▶ _REQUISITOS DE LA TAREA_: Convierte, por favor, todas las líneas de los datos siguientes en una tabla Markdown con dos columnas, «Número» para el número de fila y «Línea» para su texto, sin incluir las líneas en blanco.
=====
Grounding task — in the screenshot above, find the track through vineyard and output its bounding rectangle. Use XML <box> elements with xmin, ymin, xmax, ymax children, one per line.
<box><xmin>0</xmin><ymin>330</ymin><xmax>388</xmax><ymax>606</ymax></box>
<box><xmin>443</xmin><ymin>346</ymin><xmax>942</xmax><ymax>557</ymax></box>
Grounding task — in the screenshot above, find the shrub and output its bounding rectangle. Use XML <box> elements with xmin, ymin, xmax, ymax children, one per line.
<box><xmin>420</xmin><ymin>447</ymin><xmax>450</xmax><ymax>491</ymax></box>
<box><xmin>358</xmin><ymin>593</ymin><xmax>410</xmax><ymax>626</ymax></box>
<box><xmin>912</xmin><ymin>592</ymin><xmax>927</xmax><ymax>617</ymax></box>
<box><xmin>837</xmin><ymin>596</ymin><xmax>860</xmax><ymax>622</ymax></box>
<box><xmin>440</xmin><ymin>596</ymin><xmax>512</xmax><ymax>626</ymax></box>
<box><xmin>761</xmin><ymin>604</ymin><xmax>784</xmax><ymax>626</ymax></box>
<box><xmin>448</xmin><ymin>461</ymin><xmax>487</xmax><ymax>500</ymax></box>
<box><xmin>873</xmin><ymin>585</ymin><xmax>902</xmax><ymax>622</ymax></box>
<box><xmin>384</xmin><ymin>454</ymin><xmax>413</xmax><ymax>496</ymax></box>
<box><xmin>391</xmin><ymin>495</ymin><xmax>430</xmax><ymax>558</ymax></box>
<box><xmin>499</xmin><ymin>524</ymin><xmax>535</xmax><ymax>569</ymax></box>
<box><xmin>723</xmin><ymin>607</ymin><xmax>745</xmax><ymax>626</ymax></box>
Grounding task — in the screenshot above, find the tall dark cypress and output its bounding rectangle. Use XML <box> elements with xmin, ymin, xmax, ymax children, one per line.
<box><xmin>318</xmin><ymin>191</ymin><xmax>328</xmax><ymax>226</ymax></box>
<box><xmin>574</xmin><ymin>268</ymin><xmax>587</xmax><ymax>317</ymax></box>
=====
▶ _RESULTADO DEL EJERCICIO_:
| Número | Línea |
|---|---|
| 1 | Grounding task — in the screenshot above, find the track through vineyard and output its bounding rectangle. Use XML <box> elements with xmin, ymin, xmax, ymax children, one per line. |
| 2 | <box><xmin>0</xmin><ymin>330</ymin><xmax>388</xmax><ymax>606</ymax></box> |
| 3 | <box><xmin>443</xmin><ymin>346</ymin><xmax>942</xmax><ymax>557</ymax></box> |
| 4 | Grounding task — in the screenshot above, find the shrub and output its bounding rectangle. Use XML <box> elements with xmin, ymin, xmax, ymax children, one per line. |
| 5 | <box><xmin>420</xmin><ymin>447</ymin><xmax>450</xmax><ymax>491</ymax></box> |
| 6 | <box><xmin>358</xmin><ymin>593</ymin><xmax>410</xmax><ymax>626</ymax></box> |
| 7 | <box><xmin>912</xmin><ymin>592</ymin><xmax>927</xmax><ymax>617</ymax></box> |
| 8 | <box><xmin>837</xmin><ymin>596</ymin><xmax>860</xmax><ymax>622</ymax></box> |
| 9 | <box><xmin>440</xmin><ymin>596</ymin><xmax>512</xmax><ymax>626</ymax></box> |
| 10 | <box><xmin>761</xmin><ymin>604</ymin><xmax>784</xmax><ymax>626</ymax></box> |
| 11 | <box><xmin>448</xmin><ymin>461</ymin><xmax>487</xmax><ymax>500</ymax></box> |
| 12 | <box><xmin>873</xmin><ymin>585</ymin><xmax>902</xmax><ymax>622</ymax></box> |
| 13 | <box><xmin>384</xmin><ymin>454</ymin><xmax>413</xmax><ymax>496</ymax></box> |
| 14 | <box><xmin>391</xmin><ymin>495</ymin><xmax>430</xmax><ymax>558</ymax></box> |
| 15 | <box><xmin>499</xmin><ymin>524</ymin><xmax>535</xmax><ymax>569</ymax></box> |
| 16 | <box><xmin>723</xmin><ymin>607</ymin><xmax>745</xmax><ymax>626</ymax></box> |
| 17 | Grounding task — in the screenshot above, find the tall dark cypress and output its bounding rectangle. Use XML <box> elements with xmin, ymin, xmax, ymax children, one per line. |
| 18 | <box><xmin>318</xmin><ymin>191</ymin><xmax>328</xmax><ymax>226</ymax></box> |
| 19 | <box><xmin>574</xmin><ymin>268</ymin><xmax>587</xmax><ymax>317</ymax></box> |